━━ Texte de lecture
Jazz à Vienne : où sont les femmes

Jazz à Vienne : où sont les femmes

Festival / Fort, mais pas satisfait du constat chiffré selon lequel, le jazz serait une affaire d'hommes, Jazz à Vienne propose avec un certain talent, une édition fortement rééquilibrée en présence féminine dans les moindres recoins de sa programmation. Mais avec quand même la présence de Marcus Miller, sans qui Jazz à Vienne ne serait ni Jazz, ni à Vienne. Programmation détaillée de cette enthousiasmante édition 2023.

La programmation de l'édition 2023 de Jazz à Vienne part d'un constat sec et chiffré. En France, seulement 15% des musiciens sont des musiciennes. Et la plupart sont des chanteuses. Dans le jazz, seulement 4% des instrumentistes sont des femmes. Ainsi le festival qui a confié, rappelons-le, son identité visuelle à Pénélope Bagieu (le symbole est fort quand on connaît le travail de la dessinatrice dans un secteur pas mieux loti sur le plan de la parité), le festival a ainsi pris le parti de proposer une programmation beaucoup plus féminine qu'à l'accoutumée, considérant que ce n'est pas en ne faisant rien que les choses changeront. Alors voilà.

En plus, Jazz à Vienne proposera une création artistique 100% féminine, établie sur une connexion France-Brésil avec les jeunes talents Clélya Abraham (piano-chant, France) et Ananda Brandao (batterie, France) et Sintia Piccin (saxophone, Brésil) et Ana Karina Sebastiao (chant-basse, Brésil) pour un spectacle à quatre têtes et huit mains (et huit jambes puisque ça risque de bouger un peu) dont le travail a commencé fin février et qui s'achèvera à l'automne prochain par une tournée brésilienne, après le passage viennois, bien sûr. Enfin, deux artistes féminines seront accueillies en résidence : Chloé Cailleton et Cynthia Abraham qui multiplieront les concerts en juillet. Autant d'initiatives qui permettront également de mettre un focus sur la jeune génération.

Pour ce qui est du déroulement de la programmation, les hostilités (amicales et musicales) commenceront les 26 et 27 juin avec une création de Marion Rampal destinée à l'invasion annuelle des gradins du Théâtre Antique par une armée de scolaires (8000 quand même, prévoir des boules quiès) dont quelques-uns seront même sur scène aux côtés de la femme caméléon que traversent les théories d'Édouard Glissant.
━━━━
• _Consigne écrite 1_
Répondez aux questions suivantes sur l'article consacré à Jazz à Vienne :
(a) Dans le jazz, quelle part des instrumentistes sont des femmes ?
(b) À qui le festival a-t-il confié son identité visuelle ?
(c) Combien de scolaires la création de Marion Rampal doit-elle accueillir dans les gradins du Théâtre Antique ?
• _Consigne écrite 2_
Poursuivez l'article consacré à Jazz à Vienne à partir de sa dernière phrase.
━━ Lignes de données
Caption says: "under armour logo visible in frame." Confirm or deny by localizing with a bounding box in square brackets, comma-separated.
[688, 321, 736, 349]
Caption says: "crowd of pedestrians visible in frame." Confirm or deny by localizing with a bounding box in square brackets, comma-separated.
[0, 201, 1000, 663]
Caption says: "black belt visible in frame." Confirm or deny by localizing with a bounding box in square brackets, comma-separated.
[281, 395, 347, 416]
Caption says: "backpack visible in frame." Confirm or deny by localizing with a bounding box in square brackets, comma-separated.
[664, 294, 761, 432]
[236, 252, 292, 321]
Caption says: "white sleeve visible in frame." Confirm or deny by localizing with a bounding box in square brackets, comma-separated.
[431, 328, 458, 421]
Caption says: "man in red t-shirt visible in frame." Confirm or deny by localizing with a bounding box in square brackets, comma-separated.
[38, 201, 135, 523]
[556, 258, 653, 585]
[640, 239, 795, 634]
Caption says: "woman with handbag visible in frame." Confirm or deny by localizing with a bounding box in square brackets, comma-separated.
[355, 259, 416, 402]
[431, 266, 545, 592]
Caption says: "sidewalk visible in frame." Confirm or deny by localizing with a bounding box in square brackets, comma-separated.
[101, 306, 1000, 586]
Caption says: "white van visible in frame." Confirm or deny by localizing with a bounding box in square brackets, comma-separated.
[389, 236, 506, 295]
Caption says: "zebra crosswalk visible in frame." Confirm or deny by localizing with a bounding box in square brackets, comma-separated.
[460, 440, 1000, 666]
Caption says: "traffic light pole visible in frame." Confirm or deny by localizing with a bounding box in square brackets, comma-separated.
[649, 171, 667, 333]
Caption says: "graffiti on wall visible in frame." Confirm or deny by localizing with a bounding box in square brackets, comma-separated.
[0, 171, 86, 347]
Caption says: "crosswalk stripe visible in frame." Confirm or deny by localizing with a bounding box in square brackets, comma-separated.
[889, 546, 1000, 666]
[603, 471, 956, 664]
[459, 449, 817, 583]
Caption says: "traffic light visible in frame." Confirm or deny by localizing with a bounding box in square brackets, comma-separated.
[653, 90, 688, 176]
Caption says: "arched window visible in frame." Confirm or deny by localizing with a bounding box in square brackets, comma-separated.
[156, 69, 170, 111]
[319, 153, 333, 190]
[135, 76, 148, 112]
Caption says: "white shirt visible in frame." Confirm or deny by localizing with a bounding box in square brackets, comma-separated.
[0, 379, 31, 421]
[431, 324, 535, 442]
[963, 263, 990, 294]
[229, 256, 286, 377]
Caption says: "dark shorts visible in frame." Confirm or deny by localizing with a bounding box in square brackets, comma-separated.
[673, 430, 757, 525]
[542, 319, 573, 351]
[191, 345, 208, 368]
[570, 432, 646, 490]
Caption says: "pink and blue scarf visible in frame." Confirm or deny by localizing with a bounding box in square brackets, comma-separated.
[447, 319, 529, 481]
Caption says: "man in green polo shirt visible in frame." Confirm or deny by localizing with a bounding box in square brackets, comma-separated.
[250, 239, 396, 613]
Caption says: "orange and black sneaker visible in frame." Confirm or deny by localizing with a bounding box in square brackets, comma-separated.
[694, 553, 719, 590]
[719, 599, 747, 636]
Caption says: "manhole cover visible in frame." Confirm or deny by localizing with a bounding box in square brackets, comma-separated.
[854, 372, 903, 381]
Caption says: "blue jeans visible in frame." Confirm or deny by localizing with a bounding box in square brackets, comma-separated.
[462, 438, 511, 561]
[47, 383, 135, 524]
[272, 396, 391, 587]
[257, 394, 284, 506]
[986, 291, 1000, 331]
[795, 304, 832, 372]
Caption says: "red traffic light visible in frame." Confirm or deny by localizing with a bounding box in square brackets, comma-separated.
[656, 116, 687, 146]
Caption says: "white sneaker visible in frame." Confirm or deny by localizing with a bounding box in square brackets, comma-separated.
━━━━
• _Réponse écrite 1_
(a) Seulement 4 % des instrumentistes sont des femmes.
(b) À la dessinatrice Pénélope Bagieu.
(c) 8000 scolaires.

• _Réponse écrite 2_
Inévitable Marcus Miller

Mais ce n'est là qu'un préambule, la soirée d'ouverture est pour le lendemain (le 28 juin, donc) avec un plateau à large bords conviant Dee Dee Bridgewater (voilà une femme qui fait grimper les pourcentages dans le jazz depuis quelques belles lurettes) accompagnée du Amazing Keystone Band ainsi que le sémillant André Manoukian qui présentera un projet très personnel explorant les origines de sa famille (comme chacun sait, Dédé le Lyonnais est d'origine arménienne). À ceux-ci s'ajoutent le Big Band Brass de Dominique Rieux et un duo Sarah Lenka/Macha Garibian.

À peine le temps de souffler (mais n'est-ce pas un peu tôt pour déjà souffler ?) que nous voilà le 29 juin avec un concert Nouvelle Génération. Et notamment le prodige de YouTube (sorti depuis de ce strict cadre), Jacob Collier,  et deux autres, prodiges donc, dans une relecture du fameux mariage de la carpe et du lapin (lui aussi célébré sur YouTube) : la Française Domi et le prodige texan JD Beck (fameux batteur qu'on s'arrache).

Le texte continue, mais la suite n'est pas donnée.